-- To-do list --
a: Output the passage from the Kolmogorov complexity course page between "Ming Li and" and "following Friday sessions.", inclusive.
b: Using the Kolmogorov complexity course page, answer each question on its own line:
(i) How many credits is the course worth?
(ii) What percentage of the grade does homework count for?
(iii) When will the mid-term exam be held?
c: Please resume the Kolmogorov complexity course page after its last line.

-- Excerpt provided --
Ming Li and Paul Vitanyi, An
introduction to Kolmogorov
complexity and its applications. 3rd edition, Springer,
2008. The 3rd edition has a couple of hundred pages more that the 2nd
edition, many corrections etc., and is about $20 cheaper than the 2nd edition
on Amazon ($67,96).
Book on Kolmogorov Complexity, the NEW 3rd edition of 2008.
The course material
will be mainly from our textbook and papers that will be provided
at this website. The students will make weekly homework, hand it in to
the Kolmogorov complexity homework mailbox at the Euclides building by
the next Wednesday
afternoon 17:00 so that Wouter can treat the corrected homework
at the following Friday sessions.
There will be a mid-term
written exam and a final exam.
This course is a
general course on Kolmogorov complexity and many of its applications.
Kolmogorov complexity is a modern theory of information and randomness.
The goal of this course is to teach the students the basic concepts of
Kolmogorov complexity and how to use this tool in their own research.
Topics include: plain Kolmogorov complexity, randomness,
prefix Kolmogorov complexity, incompressibility method,
information distance, applications in various fields ranging from
average-case analysis of algorithms to bioinformatics and from
document comparison to internet search, prefix complexity,
universal distribution (Solomonoff-Levin), Solomonoff prediction,
and minimum description length (MDL) hypothesis selection.
We will not be able to cover
the complete textbook, rather we will focus more on recent
developments and especially on applications of Kolmogorov
complexity.
Marking Scheme: Each student is expected to do every week homework
and mid-term and final exam. Maybe the exams will be replaced by
a final project, which can be either theoretical or programming,
which is presented in class. We will see what is feasible.
Homework 30%, midterm and final exam or
final project and presentation 60% (30% each), 10% class attendance
(including guest lectures and student presentations) and
participation in discussions.
Grading and Credits:
Credits: 10EC.
There will be a mid-term exam in early April, and a final
exam in June. If the audience is capable and willing exams
may be replaced by challenge tasks possibly executable by teams of two.
Course announcements and lecture notes will appear on this page.
You are responsible for reading it (and downloading the
lecture notes before classes) regularly.
Lectures:
Note: The lecture notes are constantly being improved, so it is a good idea
to download the most recent version before class. Since they are improved
after class as well, the version a few days after class is even better.
The description of homework and lectures is given both with regard to
the 2nd edition of 1997 of the textbook and to the 3rd
edition of 2008 of the textbook, leaving the info added to the 2nd edition.
Lecture 1, week 6 (05-02): History, definition of Kolmogorov complexity, basics
(Chapters 1 and 2). week 6. (05-02)

-- Rows --
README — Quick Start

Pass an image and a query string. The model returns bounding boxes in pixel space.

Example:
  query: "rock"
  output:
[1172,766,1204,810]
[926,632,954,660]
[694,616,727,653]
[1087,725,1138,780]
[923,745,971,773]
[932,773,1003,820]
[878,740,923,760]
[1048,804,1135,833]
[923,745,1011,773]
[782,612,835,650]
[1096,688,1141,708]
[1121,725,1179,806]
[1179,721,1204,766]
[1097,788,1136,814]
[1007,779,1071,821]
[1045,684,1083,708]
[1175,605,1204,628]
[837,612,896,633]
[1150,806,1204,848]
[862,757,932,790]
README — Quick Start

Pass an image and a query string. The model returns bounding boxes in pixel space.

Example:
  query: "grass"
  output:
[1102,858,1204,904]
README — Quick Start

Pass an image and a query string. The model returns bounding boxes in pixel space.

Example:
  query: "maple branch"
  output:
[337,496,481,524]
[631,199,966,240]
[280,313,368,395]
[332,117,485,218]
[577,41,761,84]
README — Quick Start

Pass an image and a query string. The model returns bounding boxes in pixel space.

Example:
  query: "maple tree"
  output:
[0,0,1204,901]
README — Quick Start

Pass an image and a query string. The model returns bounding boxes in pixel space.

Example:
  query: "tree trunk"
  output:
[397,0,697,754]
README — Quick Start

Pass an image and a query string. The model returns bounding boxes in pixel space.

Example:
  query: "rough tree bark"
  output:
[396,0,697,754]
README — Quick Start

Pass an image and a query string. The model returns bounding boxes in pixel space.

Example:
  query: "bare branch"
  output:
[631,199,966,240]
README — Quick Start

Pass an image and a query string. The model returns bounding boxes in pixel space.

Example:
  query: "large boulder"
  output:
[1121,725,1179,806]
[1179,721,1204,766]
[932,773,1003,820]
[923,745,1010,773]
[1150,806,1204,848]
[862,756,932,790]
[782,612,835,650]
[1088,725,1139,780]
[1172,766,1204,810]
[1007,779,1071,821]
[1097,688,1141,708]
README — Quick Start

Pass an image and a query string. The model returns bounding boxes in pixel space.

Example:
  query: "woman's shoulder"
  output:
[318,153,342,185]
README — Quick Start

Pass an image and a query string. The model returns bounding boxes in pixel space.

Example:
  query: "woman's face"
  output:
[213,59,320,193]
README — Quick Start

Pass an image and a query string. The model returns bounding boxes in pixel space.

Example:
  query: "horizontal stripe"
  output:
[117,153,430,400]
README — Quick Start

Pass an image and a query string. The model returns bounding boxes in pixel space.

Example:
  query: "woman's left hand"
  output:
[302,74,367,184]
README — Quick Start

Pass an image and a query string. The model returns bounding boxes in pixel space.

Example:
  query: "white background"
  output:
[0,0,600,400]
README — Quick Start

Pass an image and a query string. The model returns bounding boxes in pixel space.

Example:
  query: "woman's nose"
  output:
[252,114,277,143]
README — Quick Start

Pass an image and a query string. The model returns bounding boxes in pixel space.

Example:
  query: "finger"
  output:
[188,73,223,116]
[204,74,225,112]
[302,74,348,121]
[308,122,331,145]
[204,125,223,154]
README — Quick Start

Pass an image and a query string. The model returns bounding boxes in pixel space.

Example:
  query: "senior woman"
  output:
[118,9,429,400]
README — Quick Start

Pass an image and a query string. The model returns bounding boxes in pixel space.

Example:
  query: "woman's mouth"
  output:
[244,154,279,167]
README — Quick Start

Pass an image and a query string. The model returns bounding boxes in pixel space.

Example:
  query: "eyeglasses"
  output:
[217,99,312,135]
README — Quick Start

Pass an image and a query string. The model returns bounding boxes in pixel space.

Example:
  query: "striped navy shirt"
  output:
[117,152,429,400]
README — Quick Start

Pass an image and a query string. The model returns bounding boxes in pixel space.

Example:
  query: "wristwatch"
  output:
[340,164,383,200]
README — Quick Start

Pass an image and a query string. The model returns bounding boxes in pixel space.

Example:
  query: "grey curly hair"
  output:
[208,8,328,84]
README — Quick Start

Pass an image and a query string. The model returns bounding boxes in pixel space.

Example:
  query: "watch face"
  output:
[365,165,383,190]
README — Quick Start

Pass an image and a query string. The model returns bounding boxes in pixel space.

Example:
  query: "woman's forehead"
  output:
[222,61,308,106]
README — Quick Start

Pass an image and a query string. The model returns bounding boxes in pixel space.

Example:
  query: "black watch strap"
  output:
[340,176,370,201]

-- Answer list --
a:
Ming Li and Paul Vitanyi, An
introduction to Kolmogorov
complexity and its applications. 3rd edition, Springer,
2008. The 3rd edition has a couple of hundred pages more that the 2nd
edition, many corrections etc., and is about $20 cheaper than the 2nd edition
on Amazon ($67,96).
Book on Kolmogorov Complexity, the NEW 3rd edition of 2008.
The course material
will be mainly from our textbook and papers that will be provided
at this website. The students will make weekly homework, hand it in to
the Kolmogorov complexity homework mailbox at the Euclides building by
the next Wednesday
afternoon 17:00 so that Wouter can treat the corrected homework
at the following Friday sessions.

b:
(i) 10EC
(ii) 30%
(iii) Early April

c:
Lecture 1 notes, ppt file or
Lecture 1 notes, pdf file.
Homework: (both in Editions 2 and 3) 1.6.5, 1.6.6, 1.11.1, 1.11.2, 1.11.7,
2.1.1 (not 2.1.1.d), 2.1.2, 2.1.4.
Lecture 2, week 7 (12-02): Randomness. Definitions and Martin-Lof tests
(Sections 2.4, 2.5).
Lecture 2 notes, ppt file or
Lecture 2 notes, pdf file.
Homework: (both in Editions 2 and 3) 2.8.1.a, 2.8.2 (not 2.8.2.a), 2.5.1, 2.5.4, 2.6.1,
and prove the following statement: If a binary sequence x of length n has exactly n/2 0's, then x is not c-incompressible, for large enough n.
Lecture 3, week 8 (19-02): Shannon Information and Kolmogorov complexity:
Symmetry of Information (Section 2.8).
Lecture 3 notes, ppt file or
Lecture 3 notes, pdf file.
Homework: (both in Editions 2 and 3) 2.1.5, 2.1.10, 2.2.2 (in Edition 2 the $O(1)$ in 2.2.2.c
should be $O(\log\log n)$), 2.2.5, 2.7.1.
Lecture 4, week 9 (26-02): Information Distance
normalized information distance and applications.
(Section 8.3,
this
paper, and
this
paper, and
this paper).
Lecture 4 notes, ppt file or
Lecture 4 notes, pdf file
and possibly
Lecture 4 QA notes as ppt file or
Lecture 4 QA notes as pdf file.
Homework: In Edition 3: 8.4.4.a, prove Theorem 8.3.6, 8.4.5, 8.4.6, 8.4.8.
In Edition 2 these exercise didn't occur yet. Written down they are: Problem 1. Show that the NID (normalized information distance)
max {K(x|y),K(y|x)} / max {K(x),K(y)}
is not computable.
Problem 2. Prove that the sum distance $E_4 = K(x|y)+K(y|x)$
is a metric. Prove that it is an admissible distance
and it majorizes every admissible distance
D(x,y) up to a factor of 2: E(x,y) \leq 2D(x,y) +O(1).
(Similar to Theorem 8.3.2.)
Prove that its normalization
defined by $e_{4} = (K(x|y)+K(y|x))/K(x,y)$
takes values in $[0,1]$. It is also a metric, and if you have time and gusto, prove that.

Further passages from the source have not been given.